[Source]:
==*==
La France est peut-être le pays qui a inventé le cinéma, elle n'a pas su gérer cette magnifique création. Car la production cinématographique de notre pays est bien inégale. Et surtout elle manque cruellement d'inventivité. Que ce soit sur le plan des genres abordés, sur le plan de la mise en scène, sur le plan de la construction scénaristique, la France n'a que très rarement fait des étincelles au niveau de l'originalité. Et surtout nous n'avons eu qu'une influence minimale dans l'histoire du cinéma passé les 30 premières années du 7e Art.

Et pourtant il y a eu Jacques Tati...
==*==
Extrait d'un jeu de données
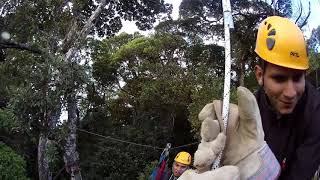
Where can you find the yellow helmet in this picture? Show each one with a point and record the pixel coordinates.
(281, 42)
(183, 157)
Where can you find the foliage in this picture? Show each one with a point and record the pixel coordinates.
(147, 171)
(12, 165)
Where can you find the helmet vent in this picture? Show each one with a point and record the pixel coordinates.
(269, 26)
(270, 43)
(272, 32)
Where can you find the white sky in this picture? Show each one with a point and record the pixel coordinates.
(314, 19)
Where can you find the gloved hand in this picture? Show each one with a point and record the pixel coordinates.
(212, 142)
(245, 145)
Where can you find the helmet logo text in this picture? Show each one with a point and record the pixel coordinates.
(294, 54)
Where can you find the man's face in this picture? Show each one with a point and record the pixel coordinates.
(178, 168)
(283, 86)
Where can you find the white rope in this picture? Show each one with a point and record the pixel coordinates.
(228, 24)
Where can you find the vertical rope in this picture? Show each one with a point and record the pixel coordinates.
(228, 24)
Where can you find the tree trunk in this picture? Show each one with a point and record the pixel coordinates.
(43, 163)
(71, 156)
(241, 68)
(71, 44)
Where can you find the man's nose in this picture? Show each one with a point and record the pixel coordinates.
(290, 91)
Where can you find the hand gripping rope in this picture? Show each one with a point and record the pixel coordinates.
(228, 24)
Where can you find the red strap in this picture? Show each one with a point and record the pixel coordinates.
(161, 170)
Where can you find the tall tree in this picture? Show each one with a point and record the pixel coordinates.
(55, 30)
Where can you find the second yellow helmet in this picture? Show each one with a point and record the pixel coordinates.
(183, 157)
(281, 42)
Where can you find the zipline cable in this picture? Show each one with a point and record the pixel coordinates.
(132, 143)
(228, 24)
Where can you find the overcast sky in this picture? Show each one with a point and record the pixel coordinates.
(314, 19)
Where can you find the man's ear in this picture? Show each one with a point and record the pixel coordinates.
(259, 74)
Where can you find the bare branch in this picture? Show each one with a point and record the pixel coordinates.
(20, 46)
(74, 38)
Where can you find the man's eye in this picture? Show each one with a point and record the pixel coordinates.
(279, 79)
(297, 78)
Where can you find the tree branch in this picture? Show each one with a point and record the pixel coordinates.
(20, 46)
(73, 38)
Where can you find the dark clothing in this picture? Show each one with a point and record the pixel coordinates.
(294, 139)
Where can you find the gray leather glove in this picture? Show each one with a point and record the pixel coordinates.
(245, 145)
(212, 142)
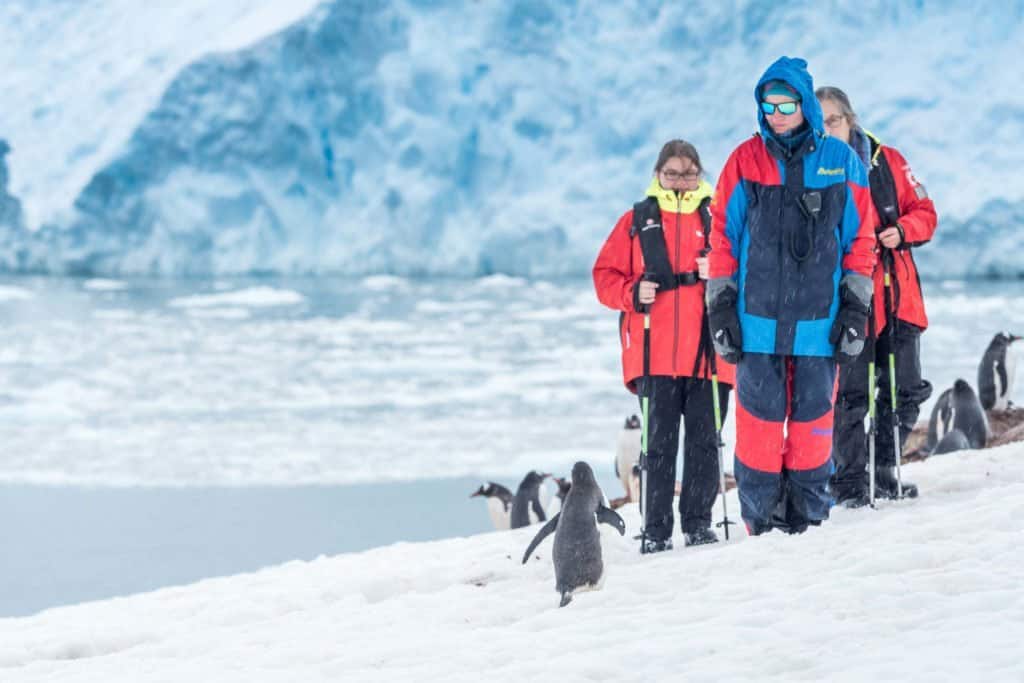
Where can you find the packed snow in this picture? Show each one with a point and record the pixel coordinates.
(367, 137)
(925, 589)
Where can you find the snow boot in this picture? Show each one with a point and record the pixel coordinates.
(653, 546)
(700, 537)
(885, 484)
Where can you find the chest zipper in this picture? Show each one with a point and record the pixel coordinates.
(675, 325)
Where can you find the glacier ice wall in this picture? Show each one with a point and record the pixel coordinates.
(434, 137)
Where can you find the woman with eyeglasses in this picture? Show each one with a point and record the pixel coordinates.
(654, 262)
(790, 287)
(906, 220)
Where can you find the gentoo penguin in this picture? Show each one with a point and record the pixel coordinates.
(628, 454)
(941, 422)
(995, 373)
(558, 501)
(526, 506)
(499, 503)
(577, 552)
(953, 440)
(968, 415)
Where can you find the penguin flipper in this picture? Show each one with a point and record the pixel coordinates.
(541, 536)
(611, 518)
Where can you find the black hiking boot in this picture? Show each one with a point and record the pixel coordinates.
(650, 546)
(853, 501)
(885, 484)
(700, 537)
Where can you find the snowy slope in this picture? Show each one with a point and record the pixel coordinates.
(79, 77)
(370, 137)
(921, 590)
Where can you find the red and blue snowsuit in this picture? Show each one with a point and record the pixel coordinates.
(788, 221)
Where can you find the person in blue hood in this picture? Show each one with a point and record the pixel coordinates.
(793, 252)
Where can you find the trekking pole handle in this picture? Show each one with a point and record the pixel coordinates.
(646, 278)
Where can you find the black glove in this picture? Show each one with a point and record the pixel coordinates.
(849, 331)
(725, 334)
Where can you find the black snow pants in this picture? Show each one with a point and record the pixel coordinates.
(850, 438)
(690, 397)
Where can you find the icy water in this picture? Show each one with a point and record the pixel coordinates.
(158, 432)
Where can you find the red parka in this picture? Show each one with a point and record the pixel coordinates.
(916, 221)
(676, 315)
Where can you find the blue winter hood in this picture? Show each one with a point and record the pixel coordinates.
(794, 72)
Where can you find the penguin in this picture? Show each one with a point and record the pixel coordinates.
(526, 506)
(556, 503)
(968, 415)
(577, 552)
(953, 440)
(995, 373)
(941, 422)
(499, 503)
(628, 454)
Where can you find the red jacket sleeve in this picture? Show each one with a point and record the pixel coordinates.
(728, 214)
(916, 211)
(860, 255)
(613, 276)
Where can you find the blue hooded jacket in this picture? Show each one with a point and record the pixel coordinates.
(793, 211)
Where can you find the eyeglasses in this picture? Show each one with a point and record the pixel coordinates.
(676, 175)
(786, 109)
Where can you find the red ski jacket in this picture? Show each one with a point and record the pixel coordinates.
(916, 221)
(676, 315)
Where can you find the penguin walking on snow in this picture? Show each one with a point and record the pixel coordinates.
(556, 503)
(628, 457)
(941, 422)
(499, 503)
(995, 373)
(957, 410)
(577, 552)
(526, 506)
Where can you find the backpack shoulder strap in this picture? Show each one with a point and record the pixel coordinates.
(644, 210)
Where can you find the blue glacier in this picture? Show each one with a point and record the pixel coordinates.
(439, 137)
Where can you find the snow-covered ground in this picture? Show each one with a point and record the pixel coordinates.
(928, 589)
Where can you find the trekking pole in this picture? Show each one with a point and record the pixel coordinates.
(645, 409)
(887, 264)
(872, 427)
(718, 429)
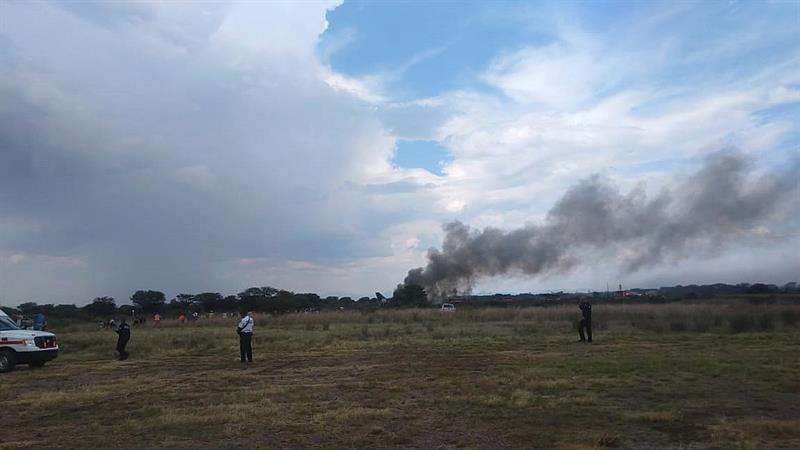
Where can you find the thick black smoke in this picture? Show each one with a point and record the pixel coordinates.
(714, 206)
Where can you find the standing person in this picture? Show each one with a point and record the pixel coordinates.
(586, 320)
(124, 332)
(39, 322)
(245, 330)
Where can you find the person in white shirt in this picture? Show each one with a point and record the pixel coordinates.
(245, 330)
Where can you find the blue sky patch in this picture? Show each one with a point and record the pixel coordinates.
(428, 155)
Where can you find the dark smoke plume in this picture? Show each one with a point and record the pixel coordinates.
(719, 203)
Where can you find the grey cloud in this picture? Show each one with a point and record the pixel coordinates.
(154, 170)
(717, 205)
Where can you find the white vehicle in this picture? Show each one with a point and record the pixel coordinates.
(18, 346)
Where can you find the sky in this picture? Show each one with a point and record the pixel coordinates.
(321, 146)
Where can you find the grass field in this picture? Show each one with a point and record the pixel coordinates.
(666, 376)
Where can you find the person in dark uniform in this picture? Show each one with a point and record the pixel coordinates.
(245, 330)
(586, 319)
(124, 332)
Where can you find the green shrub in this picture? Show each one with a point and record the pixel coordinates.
(790, 317)
(741, 323)
(677, 326)
(766, 322)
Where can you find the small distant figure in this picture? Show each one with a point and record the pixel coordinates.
(39, 322)
(124, 335)
(245, 330)
(586, 320)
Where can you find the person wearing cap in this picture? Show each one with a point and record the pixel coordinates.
(586, 320)
(39, 322)
(245, 330)
(124, 335)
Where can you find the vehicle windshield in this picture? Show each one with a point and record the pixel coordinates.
(6, 324)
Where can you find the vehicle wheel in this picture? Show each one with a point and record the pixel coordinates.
(7, 361)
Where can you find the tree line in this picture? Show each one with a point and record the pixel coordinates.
(260, 299)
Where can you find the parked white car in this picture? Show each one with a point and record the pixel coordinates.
(19, 346)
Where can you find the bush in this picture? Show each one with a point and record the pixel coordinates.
(790, 317)
(766, 322)
(677, 326)
(702, 324)
(741, 323)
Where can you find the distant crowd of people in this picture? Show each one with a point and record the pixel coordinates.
(244, 328)
(38, 323)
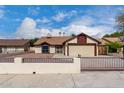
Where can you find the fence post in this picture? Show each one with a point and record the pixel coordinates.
(77, 62)
(18, 60)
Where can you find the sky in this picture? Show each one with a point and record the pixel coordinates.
(36, 21)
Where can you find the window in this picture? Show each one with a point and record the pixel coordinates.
(59, 49)
(45, 49)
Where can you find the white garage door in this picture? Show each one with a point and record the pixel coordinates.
(83, 50)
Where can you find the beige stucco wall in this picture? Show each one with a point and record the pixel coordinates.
(38, 49)
(12, 49)
(52, 49)
(73, 41)
(84, 51)
(89, 40)
(39, 68)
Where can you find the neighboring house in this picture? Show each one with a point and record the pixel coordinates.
(14, 45)
(103, 49)
(81, 44)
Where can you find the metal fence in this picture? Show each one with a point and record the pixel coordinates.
(47, 60)
(6, 60)
(102, 63)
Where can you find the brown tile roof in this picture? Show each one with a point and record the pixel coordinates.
(13, 42)
(106, 40)
(102, 41)
(53, 40)
(111, 39)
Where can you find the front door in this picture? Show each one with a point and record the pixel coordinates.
(45, 49)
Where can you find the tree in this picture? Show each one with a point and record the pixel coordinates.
(114, 46)
(32, 41)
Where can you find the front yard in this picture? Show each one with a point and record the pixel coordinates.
(84, 80)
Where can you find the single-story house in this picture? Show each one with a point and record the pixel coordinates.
(103, 49)
(80, 45)
(14, 45)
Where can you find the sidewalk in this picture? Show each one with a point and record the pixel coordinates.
(94, 79)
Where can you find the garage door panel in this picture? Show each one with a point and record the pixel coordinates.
(83, 50)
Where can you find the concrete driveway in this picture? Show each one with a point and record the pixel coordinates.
(84, 80)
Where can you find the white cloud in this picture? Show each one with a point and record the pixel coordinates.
(33, 11)
(60, 16)
(43, 20)
(28, 28)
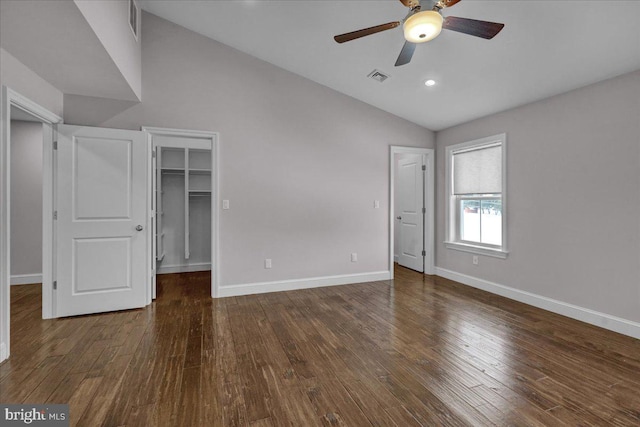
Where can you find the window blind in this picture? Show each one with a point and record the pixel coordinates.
(478, 171)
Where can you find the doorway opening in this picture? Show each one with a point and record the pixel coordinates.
(411, 209)
(184, 200)
(26, 165)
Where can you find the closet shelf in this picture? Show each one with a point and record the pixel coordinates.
(178, 171)
(200, 171)
(196, 193)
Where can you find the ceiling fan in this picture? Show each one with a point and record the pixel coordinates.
(423, 25)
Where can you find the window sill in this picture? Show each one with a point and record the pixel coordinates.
(496, 253)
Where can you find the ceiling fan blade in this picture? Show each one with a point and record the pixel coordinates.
(406, 54)
(365, 32)
(484, 29)
(411, 3)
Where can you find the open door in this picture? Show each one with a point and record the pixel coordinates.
(101, 226)
(411, 213)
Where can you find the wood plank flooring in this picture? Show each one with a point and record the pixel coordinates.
(416, 351)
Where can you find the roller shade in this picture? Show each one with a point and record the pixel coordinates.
(478, 171)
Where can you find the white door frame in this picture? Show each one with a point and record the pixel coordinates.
(214, 137)
(429, 199)
(10, 99)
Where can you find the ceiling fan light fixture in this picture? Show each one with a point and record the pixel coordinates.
(423, 26)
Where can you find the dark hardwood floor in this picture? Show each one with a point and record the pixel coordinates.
(415, 351)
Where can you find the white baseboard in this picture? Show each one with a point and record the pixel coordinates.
(603, 320)
(291, 285)
(168, 269)
(25, 279)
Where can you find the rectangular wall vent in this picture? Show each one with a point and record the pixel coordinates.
(378, 76)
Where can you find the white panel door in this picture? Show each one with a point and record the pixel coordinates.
(101, 206)
(410, 193)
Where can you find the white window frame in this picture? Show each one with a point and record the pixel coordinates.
(452, 213)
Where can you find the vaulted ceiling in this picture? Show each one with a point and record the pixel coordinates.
(546, 48)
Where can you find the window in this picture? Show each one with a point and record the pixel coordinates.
(476, 188)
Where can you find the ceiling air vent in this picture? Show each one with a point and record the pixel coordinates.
(378, 76)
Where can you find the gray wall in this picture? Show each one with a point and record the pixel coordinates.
(109, 19)
(26, 198)
(301, 164)
(17, 76)
(573, 198)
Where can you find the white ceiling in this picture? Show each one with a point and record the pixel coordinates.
(54, 40)
(546, 48)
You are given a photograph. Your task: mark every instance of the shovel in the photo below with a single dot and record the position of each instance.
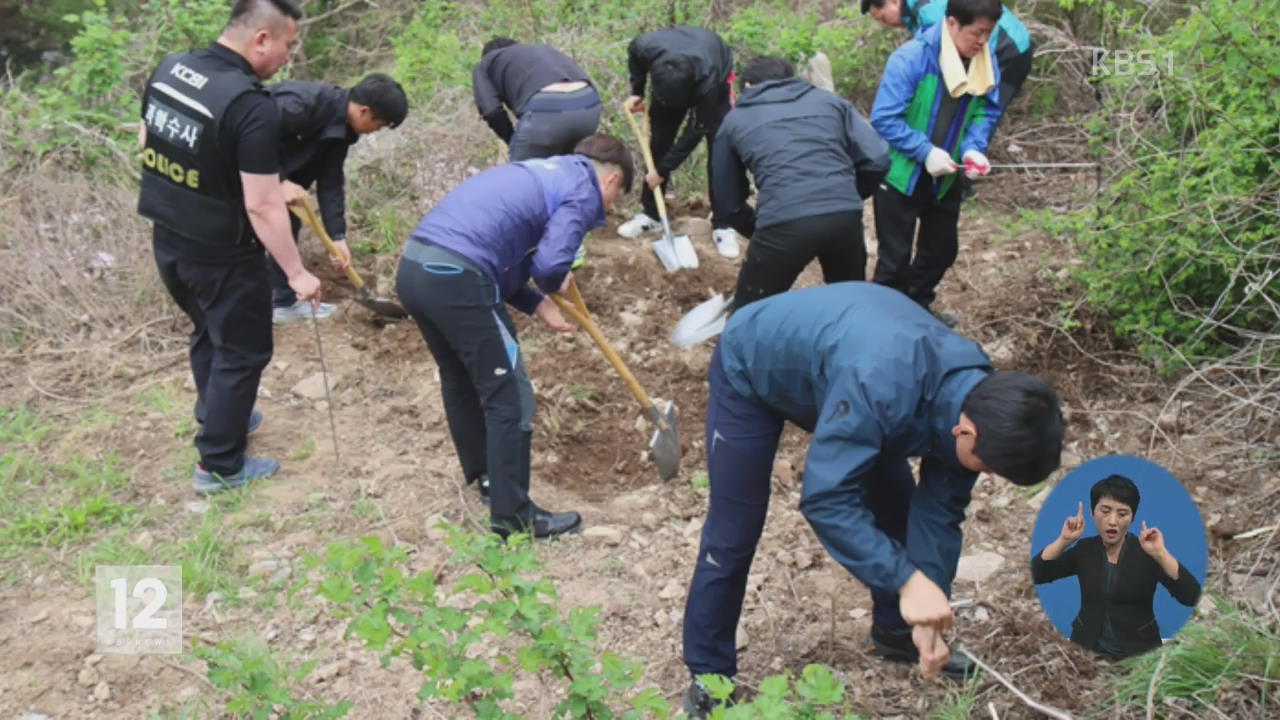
(664, 442)
(306, 213)
(673, 251)
(704, 322)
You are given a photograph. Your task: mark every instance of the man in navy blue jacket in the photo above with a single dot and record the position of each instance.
(877, 379)
(475, 251)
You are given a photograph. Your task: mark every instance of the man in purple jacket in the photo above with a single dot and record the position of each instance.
(475, 251)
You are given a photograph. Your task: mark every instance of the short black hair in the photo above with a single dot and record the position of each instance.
(243, 9)
(1116, 487)
(384, 96)
(673, 81)
(965, 12)
(763, 69)
(609, 150)
(498, 42)
(1019, 423)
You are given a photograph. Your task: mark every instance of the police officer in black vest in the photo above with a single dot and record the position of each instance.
(211, 185)
(319, 123)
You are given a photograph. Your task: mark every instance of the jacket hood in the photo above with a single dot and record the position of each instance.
(775, 91)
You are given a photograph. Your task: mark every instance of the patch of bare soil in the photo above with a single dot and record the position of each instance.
(590, 455)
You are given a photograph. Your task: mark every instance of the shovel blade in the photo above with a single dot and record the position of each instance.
(664, 442)
(685, 251)
(666, 251)
(703, 323)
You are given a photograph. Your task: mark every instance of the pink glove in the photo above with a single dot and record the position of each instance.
(976, 164)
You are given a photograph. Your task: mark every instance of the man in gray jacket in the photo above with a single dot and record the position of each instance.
(814, 158)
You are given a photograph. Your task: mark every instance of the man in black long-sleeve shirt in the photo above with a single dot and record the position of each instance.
(814, 158)
(691, 71)
(319, 123)
(553, 99)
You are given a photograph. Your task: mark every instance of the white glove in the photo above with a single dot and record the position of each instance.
(976, 164)
(940, 163)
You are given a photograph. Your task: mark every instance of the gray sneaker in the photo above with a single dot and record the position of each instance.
(205, 482)
(300, 310)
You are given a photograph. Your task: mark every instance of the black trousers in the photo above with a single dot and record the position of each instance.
(743, 440)
(897, 218)
(780, 253)
(229, 305)
(488, 397)
(283, 295)
(664, 124)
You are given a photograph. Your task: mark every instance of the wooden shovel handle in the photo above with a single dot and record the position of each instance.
(576, 308)
(306, 212)
(643, 139)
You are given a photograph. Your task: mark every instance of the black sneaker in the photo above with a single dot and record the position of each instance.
(483, 486)
(698, 703)
(896, 646)
(543, 524)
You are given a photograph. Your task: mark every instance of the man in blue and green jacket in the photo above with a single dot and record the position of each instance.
(937, 106)
(1011, 42)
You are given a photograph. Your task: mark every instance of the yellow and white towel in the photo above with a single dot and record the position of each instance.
(978, 80)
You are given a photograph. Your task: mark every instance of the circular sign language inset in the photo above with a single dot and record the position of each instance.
(1119, 556)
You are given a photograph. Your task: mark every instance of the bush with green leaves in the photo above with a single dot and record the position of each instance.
(260, 686)
(1182, 247)
(444, 628)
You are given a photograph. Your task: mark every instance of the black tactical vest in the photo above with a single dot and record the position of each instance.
(186, 180)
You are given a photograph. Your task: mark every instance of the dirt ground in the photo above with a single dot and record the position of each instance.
(589, 449)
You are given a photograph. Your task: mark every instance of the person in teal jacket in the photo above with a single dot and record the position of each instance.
(876, 379)
(1011, 44)
(937, 106)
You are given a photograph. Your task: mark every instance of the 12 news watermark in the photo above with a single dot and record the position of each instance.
(138, 609)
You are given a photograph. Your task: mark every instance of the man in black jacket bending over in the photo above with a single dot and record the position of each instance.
(319, 123)
(552, 98)
(814, 159)
(691, 71)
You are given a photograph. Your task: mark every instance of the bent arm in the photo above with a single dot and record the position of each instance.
(1176, 579)
(264, 203)
(1054, 563)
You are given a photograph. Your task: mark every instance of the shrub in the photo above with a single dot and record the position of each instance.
(1182, 246)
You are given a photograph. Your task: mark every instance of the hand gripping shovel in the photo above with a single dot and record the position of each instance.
(306, 213)
(675, 251)
(664, 442)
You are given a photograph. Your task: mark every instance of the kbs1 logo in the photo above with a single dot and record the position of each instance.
(1129, 63)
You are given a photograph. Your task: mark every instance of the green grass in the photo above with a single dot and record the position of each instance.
(1234, 651)
(306, 449)
(54, 505)
(959, 701)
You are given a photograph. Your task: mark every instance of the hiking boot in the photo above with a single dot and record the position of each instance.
(255, 422)
(638, 226)
(206, 482)
(896, 646)
(698, 703)
(726, 242)
(946, 318)
(543, 524)
(300, 310)
(483, 486)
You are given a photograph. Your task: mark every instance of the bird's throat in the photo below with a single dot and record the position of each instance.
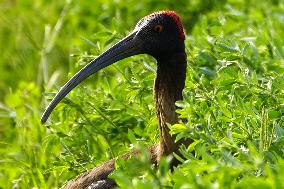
==*==
Reprenez le texte sur le cinéma français là où il s'arrête et poursuivez-le. Les items sont tirés d'une autre source.

[Réponse rédigée]:
        Jacques Tati est peut-être le réalisateur français le plus connu à l'étranger, le plus reconnu en tout cas. Preuve que le monde entier sait reconnaître le génie français lorsqu'il le mérite. Et Tati était génial, non seulement il fait figure de meilleur cinéaste hexagonal du siècle mais c'est aussi un artiste primordial au niveau international. Alors pourquoi Tati n'est-il pas plus connu et célébré dans son propre pays ? Pour diverses raisons plus lamentables les unes que les autres. Car comme je vais l'expliquer dans la présentation de sa (trop) courte filmographie, le cinéma français est mort le jour où il a assassiné Jacques Tati.


Jour de Fête

(1949)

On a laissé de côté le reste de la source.